* _Set problem_
Write out the items again from the line containing "of the coffee" through the end, keeping the requests the same and adding 7 to every coordinate number in the answers.

[START Record list]

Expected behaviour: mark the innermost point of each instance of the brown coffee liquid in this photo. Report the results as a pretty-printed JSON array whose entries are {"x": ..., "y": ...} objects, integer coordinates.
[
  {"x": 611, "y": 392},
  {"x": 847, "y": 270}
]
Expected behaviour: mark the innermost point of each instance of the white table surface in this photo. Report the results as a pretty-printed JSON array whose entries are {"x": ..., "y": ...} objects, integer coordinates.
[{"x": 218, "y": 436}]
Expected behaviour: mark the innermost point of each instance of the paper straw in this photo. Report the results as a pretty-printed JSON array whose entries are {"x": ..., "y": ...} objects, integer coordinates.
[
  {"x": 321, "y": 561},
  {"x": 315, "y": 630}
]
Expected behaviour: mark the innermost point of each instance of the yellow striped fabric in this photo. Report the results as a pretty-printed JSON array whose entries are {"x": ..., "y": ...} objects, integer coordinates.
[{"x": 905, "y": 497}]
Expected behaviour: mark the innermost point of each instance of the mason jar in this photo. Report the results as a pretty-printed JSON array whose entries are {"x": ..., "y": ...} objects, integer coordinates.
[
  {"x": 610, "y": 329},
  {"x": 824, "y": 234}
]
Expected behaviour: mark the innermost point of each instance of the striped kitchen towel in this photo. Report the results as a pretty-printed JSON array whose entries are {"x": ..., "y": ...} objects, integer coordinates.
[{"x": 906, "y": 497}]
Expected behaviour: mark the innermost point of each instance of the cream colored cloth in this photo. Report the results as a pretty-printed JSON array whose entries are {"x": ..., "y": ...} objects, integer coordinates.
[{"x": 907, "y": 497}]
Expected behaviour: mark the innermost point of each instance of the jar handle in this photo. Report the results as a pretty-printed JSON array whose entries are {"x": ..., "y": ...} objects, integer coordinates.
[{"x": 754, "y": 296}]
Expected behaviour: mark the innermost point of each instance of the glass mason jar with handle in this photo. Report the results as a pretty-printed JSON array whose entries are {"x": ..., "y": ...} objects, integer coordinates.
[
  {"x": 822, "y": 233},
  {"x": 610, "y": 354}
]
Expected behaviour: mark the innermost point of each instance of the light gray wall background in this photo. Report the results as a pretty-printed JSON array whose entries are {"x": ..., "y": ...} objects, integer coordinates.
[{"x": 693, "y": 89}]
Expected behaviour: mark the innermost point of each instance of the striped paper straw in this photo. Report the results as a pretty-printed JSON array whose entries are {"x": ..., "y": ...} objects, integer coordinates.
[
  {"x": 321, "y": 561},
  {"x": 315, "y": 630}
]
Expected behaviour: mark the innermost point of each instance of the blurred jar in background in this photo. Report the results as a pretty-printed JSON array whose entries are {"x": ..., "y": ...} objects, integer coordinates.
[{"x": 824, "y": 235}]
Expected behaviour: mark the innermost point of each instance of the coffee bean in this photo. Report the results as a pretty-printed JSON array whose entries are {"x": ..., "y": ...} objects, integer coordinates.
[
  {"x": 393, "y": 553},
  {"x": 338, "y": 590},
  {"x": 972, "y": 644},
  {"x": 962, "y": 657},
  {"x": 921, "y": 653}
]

[END Record list]

* _Response to the task_
Expected behaviour: mark the innermost point of each instance of the coffee bean in this photo. Report the results as a pretty-printed JSON array whose entries are {"x": ..., "y": ...} objects, integer coordinates.
[
  {"x": 400, "y": 560},
  {"x": 345, "y": 597},
  {"x": 979, "y": 651},
  {"x": 969, "y": 664},
  {"x": 928, "y": 660}
]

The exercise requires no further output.